II. Claim Preclusion

¶ 13. Respondents next argue that the AO is barred by res judicata, also known as claim preclusion. “Under the doctrine of claim preclusion, a final judgment in previous litigation bars subsequent litigation if the parties, subject matter, and cause(s) of action in both matters are the same or substantially identical.” Faulkner v. Caledonia Cty. Fair Ass'n, 2004 VT 123, ¶ 8, 178 Vt. 51, 869 A.2d 103. Respondents contend that having obtained a final judgment in the EAO proceeding, ANR could not then seek penalties in an AO because the AO involved the same parties, subject matter, and claims as those that were raised or might have been raised in the EAO.

¶ 14. The Environmental Division concluded that claim preclusion did not apply because the EAO was not a final judgment as to the penalty. The court relied on the following language in the EAO that expressly reserved ANR's right to seek penalties in a subsequent AO proceeding: “The Secretary retains the right to subsequently issue Administrative Orders, including penalties, pursuant to 10 V.S.A. § 8008 with respect to violations described therein.” The court further concluded that not applying res judicata was consistent with the language of the applicable statutes, ANR's interpretation of those statutes, and the policy behind the statutes.

¶ 15. On appeal, we review de novo the question of whether claim preclusion applies to a given set of facts. Faulkner, 2004 VT 123, ¶ 5. Here, there is no dispute that the EAO and AO involved the same parties, subject matter, and causes of action insofar as both proceedings concerned ANR and respondents and involved the same factual violations. Further, although penalties were not sought in the context of the EO, they could have been. 10 V.S.A. § 8010(a) (allowing assessment of administrative penalty in context of administrative order or emergency administrative order); see Lamb v. Geovjian, 165 Vt. 375, 380, 683 A.2d 731, 734 (1996) (explaining that issue preclusion bars both claims that were actually litigated and claims “that were or should have been raised in previous litigation” (quotation omitted)).

¶ 16. Claim preclusion may be enforced, however, only when “there exists a final judgment in former litigation.” In re Tariff Filing of Cent. Vt. Pub. Serv. Corp., 172 Vt. 14, 20, 769 A.2d 668, 673 (2001) (quotation omitted). Once there is a final judgment, “the claim extinguished includes all rights of the plaintiff to remedies against the defendant with respect to all or any part of the transaction.” Restatement (Second) of Judgments § 24(1) (1982). The Restatement of Judgments states that a claim is not extinguished and a second action can be maintained if “[t]he court in the first action has expressly reserved the plaintiff's right to maintain the second action.” Id. § 26(1)(b). This exception to claim preclusion has been adopted by courts in other jurisdictions. See D & K Props. Crystal Lake v. Mut. Life Ins. Co. of N.Y., 112 F.3d 257, 260 (7th Cir. 1997) (“Under a generally accepted exception to the res judicata doctrine, a litigant's claims are not precluded if the court in an earlier action expressly reserves the litigant's right to bring those claims in a later action.” (quotation omitted)); Toro Co. v. White Consol. Indus., Inc., 920 F. Supp. 1008, 1013 (D. Minn. 1996) (“In a consent judgment, a party may expressly reserve the right to re-litigate some or all of the issues that would have otherwise been barred between the same parties.”); see also 18 C. Wright et al., Federal Practice and Procedure § 4413 (3d ed.) (“A judgment that expressly leaves open the opportunity to bring a second action on specified parts of the claim or cause of action that was advanced in the first action should be effective to forestall preclusion.”).

•••

Given instruction 1
Put the lines of the listing below, everything from the line containing "Detect pink fabric" down to the end of the listing, into a JSON list of strings with one string per line, leaving out blank lines.
Given instruction 2
Write what follows the last sentence of the claim preclusion passage above.

•••

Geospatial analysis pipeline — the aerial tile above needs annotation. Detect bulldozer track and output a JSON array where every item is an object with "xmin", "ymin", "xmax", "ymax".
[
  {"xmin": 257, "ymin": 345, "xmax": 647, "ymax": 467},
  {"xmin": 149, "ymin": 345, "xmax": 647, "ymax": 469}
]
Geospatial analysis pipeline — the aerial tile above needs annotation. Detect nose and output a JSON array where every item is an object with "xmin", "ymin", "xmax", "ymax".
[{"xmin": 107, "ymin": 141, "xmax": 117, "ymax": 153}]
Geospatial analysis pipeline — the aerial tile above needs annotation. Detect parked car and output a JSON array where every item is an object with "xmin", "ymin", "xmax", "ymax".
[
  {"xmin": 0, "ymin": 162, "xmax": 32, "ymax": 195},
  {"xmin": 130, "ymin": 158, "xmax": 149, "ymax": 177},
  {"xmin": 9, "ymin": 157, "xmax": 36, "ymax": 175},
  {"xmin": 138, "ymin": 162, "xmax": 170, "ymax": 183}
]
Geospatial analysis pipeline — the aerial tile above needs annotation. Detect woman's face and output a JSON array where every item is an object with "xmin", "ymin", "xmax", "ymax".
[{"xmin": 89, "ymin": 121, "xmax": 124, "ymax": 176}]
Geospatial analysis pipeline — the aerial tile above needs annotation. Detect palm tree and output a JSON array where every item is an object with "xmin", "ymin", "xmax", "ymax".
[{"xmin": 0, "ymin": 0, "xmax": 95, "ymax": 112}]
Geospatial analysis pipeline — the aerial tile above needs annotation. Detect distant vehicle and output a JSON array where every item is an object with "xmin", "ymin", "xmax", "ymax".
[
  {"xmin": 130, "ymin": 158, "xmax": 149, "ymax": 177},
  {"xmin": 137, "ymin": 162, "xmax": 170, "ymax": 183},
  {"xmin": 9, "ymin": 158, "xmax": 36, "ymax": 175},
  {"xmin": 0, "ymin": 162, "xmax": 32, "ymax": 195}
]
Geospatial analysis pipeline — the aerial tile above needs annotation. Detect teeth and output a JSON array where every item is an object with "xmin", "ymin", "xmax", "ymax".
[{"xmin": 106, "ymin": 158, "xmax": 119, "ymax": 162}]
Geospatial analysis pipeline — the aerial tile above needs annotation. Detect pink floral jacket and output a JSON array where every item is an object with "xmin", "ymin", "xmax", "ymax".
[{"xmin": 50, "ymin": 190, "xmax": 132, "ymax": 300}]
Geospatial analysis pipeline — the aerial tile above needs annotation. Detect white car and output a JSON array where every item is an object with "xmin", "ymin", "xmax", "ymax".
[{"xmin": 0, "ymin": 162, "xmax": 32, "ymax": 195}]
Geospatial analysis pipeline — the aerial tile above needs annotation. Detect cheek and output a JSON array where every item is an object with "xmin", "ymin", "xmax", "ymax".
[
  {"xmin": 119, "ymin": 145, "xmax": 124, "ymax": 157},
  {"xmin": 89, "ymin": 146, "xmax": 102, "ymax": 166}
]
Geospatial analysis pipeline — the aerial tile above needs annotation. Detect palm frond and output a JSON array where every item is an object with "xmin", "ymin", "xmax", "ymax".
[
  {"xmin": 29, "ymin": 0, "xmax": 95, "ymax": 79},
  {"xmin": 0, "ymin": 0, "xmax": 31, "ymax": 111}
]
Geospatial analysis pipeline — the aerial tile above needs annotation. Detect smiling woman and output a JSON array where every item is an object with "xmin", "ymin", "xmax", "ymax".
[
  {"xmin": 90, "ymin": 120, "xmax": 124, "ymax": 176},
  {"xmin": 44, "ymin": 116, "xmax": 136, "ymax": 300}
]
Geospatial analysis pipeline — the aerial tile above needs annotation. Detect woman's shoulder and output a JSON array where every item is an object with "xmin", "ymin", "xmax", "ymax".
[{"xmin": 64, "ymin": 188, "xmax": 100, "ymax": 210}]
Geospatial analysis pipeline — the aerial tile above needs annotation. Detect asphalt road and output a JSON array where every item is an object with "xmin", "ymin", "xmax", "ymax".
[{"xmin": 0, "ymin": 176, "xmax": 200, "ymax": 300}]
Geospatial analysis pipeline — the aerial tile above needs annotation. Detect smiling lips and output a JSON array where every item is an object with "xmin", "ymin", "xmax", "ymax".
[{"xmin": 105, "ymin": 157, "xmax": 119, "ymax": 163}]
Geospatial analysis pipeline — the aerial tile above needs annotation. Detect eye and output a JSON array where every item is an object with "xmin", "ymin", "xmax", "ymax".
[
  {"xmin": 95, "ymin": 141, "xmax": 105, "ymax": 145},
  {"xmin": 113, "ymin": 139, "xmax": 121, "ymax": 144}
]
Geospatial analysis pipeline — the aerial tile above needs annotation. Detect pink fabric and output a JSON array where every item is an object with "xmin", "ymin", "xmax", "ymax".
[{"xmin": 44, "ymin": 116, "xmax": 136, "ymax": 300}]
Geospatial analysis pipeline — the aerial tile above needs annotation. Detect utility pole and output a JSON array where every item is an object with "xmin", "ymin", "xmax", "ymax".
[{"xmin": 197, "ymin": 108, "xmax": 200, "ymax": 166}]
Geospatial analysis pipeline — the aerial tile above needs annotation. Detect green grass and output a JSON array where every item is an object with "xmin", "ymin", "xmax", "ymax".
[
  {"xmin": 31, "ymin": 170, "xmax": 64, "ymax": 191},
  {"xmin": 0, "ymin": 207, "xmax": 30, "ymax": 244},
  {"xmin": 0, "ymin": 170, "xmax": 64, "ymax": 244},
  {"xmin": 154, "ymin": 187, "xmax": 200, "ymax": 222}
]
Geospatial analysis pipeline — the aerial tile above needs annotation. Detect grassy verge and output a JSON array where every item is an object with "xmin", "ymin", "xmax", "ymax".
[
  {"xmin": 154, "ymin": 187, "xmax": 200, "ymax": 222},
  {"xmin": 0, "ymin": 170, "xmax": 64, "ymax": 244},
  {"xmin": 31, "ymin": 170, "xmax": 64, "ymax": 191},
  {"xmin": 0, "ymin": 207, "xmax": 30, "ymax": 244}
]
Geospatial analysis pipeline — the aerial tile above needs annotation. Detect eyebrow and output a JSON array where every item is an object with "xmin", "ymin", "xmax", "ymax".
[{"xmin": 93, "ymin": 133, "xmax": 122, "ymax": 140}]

•••

Response 1
[
  "Geospatial analysis pipeline — the aerial tile above needs annotation. Detect pink fabric and output a JSON array where every item is an object with \"xmin\", \"ymin\", \"xmax\", \"ymax\".",
  "[{\"xmin\": 44, \"ymin\": 116, \"xmax\": 136, \"ymax\": 300}]",
  "Geospatial analysis pipeline — the aerial tile above needs annotation. Detect utility pole and output a JSON array where every item is an object with \"xmin\", \"ymin\", \"xmax\", \"ymax\".",
  "[{\"xmin\": 197, \"ymin\": 108, \"xmax\": 200, \"ymax\": 166}]",
  "Geospatial analysis pipeline — the aerial tile above needs annotation. Detect green grass and output a JSON array where every item is an object with \"xmin\", \"ymin\", \"xmax\", \"ymax\".",
  "[",
  "  {\"xmin\": 31, \"ymin\": 170, \"xmax\": 64, \"ymax\": 191},",
  "  {\"xmin\": 0, \"ymin\": 207, \"xmax\": 30, \"ymax\": 244},",
  "  {\"xmin\": 0, \"ymin\": 170, \"xmax\": 64, \"ymax\": 244},",
  "  {\"xmin\": 154, \"ymin\": 187, \"xmax\": 200, \"ymax\": 222}",
  "]",
  "Geospatial analysis pipeline — the aerial tile above needs annotation. Detect grassy verge and output a JSON array where every item is an object with \"xmin\", \"ymin\", \"xmax\", \"ymax\".",
  "[",
  "  {\"xmin\": 154, \"ymin\": 187, \"xmax\": 200, \"ymax\": 222},",
  "  {\"xmin\": 0, \"ymin\": 170, \"xmax\": 64, \"ymax\": 244},",
  "  {\"xmin\": 31, \"ymin\": 170, \"xmax\": 64, \"ymax\": 191},",
  "  {\"xmin\": 0, \"ymin\": 207, \"xmax\": 30, \"ymax\": 244}",
  "]",
  "Geospatial analysis pipeline — the aerial tile above needs annotation. Detect eyebrow and output a JSON array where every item is an object with \"xmin\", \"ymin\", \"xmax\", \"ymax\".",
  "[{\"xmin\": 93, \"ymin\": 133, \"xmax\": 122, \"ymax\": 140}]"
]

Response 2
¶ 17. This Court has not previously explicitly adopted this exception to claim preclusion although some prior decisions have alluded to it. In Carmichael v. Adirondack Bottled Gas Corp. of Vermont, 161 Vt. 200, 207, 635 A.2d 1211, 1216 (1993), this Court recognized and applied a similar exception to claim preclusion set forth in the Restatement § 26—that claim preclusion does not apply if the defendant acquiesced in splitting the claims. See Restatement (Second) of Judgments § 26(1)(a) (providing that claim is not extinguished if “[t]he parties have agreed in terms or in effect that the plaintiff may split his claim, or the defendant has acquiesced therein”). In Faulkner, 2004 VT 123, ¶ 16 n.5, this Court approvingly cited the Restatement for the proposition that reserved claims are not barred by claim preclusion although the Court concluded there had been no such reservation in that case.

¶ 18. In determining whether to adopt this exception, we consider the purposes of claim preclusion: “(1) to conserve the resources of courts and litigants by protecting them against piecemeal or repetitive litigation; (2) to prevent vexatious litigation; (3) to promote the finality of judgments and encourage reliance on judicial decisions; and (4) to decrease the chances of inconsistent adjudication.” Tariff Filing, 172 Vt. at 20, 769 A.2d at 673. Providing an exception to claim preclusion for issues that have been reserved by the court is consistent with these purposes. Judicial resources are conserved by allowing the court to decide important, potentially more time-sensitive, issues while reserving other claims for later adjudication. Finality and reliance are preserved insofar as all parties are on notice as to which claims have been extinguished and which remain open for subsequent litigation. Moreover, the exception does not open the door to vexatious litigation or inconsistent outcomes. Therefore, we adopt an exception to claim preclusion for circumstances in which the court reserves the plaintiff's right to maintain a second action on a particular issue.1

¶ 19. The EAO in this case sufficiently reserved the issue of penalties to preclude application of claim preclusion. The EAO explicitly reserved ANR's right to seek penalties in a subsequent AO proceeding. Therefore, claim preclusion did not bar ANR from seeking penalties as part of an AO proceeding.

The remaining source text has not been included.